Show every line below that contains the string "jeans", matching its case exactly.

(Lines from a box labeling dataset)
# # #

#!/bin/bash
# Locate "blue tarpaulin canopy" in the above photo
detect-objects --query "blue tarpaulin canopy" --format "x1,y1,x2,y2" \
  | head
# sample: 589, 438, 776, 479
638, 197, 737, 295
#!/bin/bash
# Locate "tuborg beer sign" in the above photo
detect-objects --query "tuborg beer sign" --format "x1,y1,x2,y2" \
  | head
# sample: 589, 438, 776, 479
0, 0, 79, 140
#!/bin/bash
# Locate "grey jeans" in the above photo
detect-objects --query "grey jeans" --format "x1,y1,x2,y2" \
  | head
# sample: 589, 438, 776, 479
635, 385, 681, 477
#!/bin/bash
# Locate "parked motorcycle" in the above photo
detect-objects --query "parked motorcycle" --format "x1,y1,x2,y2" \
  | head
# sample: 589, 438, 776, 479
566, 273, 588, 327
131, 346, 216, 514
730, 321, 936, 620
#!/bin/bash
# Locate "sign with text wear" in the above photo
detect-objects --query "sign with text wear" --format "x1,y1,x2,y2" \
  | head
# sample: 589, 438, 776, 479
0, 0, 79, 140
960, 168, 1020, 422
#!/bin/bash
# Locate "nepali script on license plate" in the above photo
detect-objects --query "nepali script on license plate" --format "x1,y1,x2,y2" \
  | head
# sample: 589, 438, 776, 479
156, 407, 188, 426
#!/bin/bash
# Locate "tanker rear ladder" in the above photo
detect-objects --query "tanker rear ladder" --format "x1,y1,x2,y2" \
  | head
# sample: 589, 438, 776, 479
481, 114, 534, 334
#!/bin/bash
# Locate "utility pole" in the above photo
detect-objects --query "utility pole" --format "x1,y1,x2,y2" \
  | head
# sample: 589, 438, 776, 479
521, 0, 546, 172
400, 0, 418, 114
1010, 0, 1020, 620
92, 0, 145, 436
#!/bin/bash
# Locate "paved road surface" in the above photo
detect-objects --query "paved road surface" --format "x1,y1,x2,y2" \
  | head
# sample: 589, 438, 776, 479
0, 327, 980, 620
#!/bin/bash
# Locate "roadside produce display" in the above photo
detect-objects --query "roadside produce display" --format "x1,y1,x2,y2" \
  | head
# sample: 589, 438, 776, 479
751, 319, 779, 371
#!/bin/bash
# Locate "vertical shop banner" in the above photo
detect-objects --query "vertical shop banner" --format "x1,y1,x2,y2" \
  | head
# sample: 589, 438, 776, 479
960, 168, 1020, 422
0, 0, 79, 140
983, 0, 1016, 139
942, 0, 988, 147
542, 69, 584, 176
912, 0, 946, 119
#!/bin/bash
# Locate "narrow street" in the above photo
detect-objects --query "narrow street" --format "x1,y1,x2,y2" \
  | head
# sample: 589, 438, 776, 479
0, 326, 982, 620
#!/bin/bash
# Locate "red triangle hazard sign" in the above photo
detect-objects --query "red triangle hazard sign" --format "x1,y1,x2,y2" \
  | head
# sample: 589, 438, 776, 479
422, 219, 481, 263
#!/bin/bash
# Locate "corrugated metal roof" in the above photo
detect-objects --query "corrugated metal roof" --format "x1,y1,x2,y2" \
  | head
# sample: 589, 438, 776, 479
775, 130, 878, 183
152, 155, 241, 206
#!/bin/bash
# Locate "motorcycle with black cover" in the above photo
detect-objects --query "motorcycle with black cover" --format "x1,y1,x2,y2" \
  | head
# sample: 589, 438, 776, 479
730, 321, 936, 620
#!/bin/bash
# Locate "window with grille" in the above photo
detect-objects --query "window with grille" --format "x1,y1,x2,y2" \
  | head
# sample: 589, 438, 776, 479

# # #

**Task solution**
# Locate "grey jeans" in the above photo
detect-objects --query "grey jeans" --format "x1,y1,x2,y2" \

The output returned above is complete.